[Opening Information provided section]

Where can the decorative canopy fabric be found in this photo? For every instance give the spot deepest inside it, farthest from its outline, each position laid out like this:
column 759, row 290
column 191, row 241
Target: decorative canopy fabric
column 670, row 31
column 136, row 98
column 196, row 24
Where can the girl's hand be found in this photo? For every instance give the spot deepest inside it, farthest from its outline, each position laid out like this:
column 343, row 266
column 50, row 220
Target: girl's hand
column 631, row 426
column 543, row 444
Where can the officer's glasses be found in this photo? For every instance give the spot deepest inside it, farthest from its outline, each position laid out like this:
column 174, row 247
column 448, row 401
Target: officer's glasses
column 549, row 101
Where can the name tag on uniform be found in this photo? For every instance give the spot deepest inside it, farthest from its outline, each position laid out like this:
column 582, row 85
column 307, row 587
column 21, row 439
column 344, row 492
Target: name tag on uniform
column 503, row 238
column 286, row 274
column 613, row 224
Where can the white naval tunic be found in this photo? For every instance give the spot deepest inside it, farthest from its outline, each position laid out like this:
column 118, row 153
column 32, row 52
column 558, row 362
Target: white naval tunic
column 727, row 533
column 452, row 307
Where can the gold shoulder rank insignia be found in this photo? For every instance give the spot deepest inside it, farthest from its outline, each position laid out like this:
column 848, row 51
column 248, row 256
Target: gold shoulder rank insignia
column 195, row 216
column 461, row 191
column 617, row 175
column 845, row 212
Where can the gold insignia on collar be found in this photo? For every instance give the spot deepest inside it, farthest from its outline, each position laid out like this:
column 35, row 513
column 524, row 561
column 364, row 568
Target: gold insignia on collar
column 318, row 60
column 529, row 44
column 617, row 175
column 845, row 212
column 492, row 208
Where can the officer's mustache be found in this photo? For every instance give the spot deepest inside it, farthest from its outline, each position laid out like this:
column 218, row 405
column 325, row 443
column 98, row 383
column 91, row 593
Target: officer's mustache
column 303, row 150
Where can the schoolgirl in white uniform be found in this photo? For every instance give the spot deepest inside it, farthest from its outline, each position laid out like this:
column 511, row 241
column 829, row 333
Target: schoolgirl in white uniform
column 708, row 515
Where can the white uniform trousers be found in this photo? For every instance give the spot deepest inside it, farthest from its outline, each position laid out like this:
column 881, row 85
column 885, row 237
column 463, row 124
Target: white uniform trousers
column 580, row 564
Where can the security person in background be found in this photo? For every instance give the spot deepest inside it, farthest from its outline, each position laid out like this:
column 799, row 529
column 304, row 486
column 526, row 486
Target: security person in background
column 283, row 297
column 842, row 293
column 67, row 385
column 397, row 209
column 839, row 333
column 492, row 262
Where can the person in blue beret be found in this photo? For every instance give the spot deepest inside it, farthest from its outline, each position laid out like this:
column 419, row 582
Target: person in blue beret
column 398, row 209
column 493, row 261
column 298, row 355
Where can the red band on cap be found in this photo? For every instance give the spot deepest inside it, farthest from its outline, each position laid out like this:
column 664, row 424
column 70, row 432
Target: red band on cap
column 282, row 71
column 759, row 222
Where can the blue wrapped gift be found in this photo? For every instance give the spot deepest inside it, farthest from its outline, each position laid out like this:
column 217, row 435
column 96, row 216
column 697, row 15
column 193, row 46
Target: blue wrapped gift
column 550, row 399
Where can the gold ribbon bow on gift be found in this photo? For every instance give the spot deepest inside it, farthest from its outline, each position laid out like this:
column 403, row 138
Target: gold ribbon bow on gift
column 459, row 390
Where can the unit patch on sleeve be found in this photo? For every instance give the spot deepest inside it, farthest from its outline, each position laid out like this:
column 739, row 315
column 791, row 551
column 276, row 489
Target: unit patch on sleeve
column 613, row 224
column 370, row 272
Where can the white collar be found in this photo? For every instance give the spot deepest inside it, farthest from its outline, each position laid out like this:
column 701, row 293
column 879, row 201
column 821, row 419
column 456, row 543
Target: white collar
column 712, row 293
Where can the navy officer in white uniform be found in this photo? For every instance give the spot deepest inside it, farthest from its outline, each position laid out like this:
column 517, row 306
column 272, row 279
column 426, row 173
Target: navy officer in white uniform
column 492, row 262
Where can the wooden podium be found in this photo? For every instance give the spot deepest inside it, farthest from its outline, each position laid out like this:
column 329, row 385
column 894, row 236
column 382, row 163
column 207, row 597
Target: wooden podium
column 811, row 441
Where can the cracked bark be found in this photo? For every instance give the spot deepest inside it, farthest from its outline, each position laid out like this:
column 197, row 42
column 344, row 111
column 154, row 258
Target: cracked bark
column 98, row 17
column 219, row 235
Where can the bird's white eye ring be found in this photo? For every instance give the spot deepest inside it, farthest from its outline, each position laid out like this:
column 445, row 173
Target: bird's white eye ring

[Closing Information provided section]

Work item — From the records above, print exactly the lines that run from the line with "Where can the gold insignia" to the line with "column 364, row 568", inclusive.

Reply to the exercise —
Where can the gold insignia on collar be found in this photo? For every instance give the spot deepest inside it, farthest from its outline, each position laid out like this:
column 35, row 513
column 524, row 561
column 364, row 568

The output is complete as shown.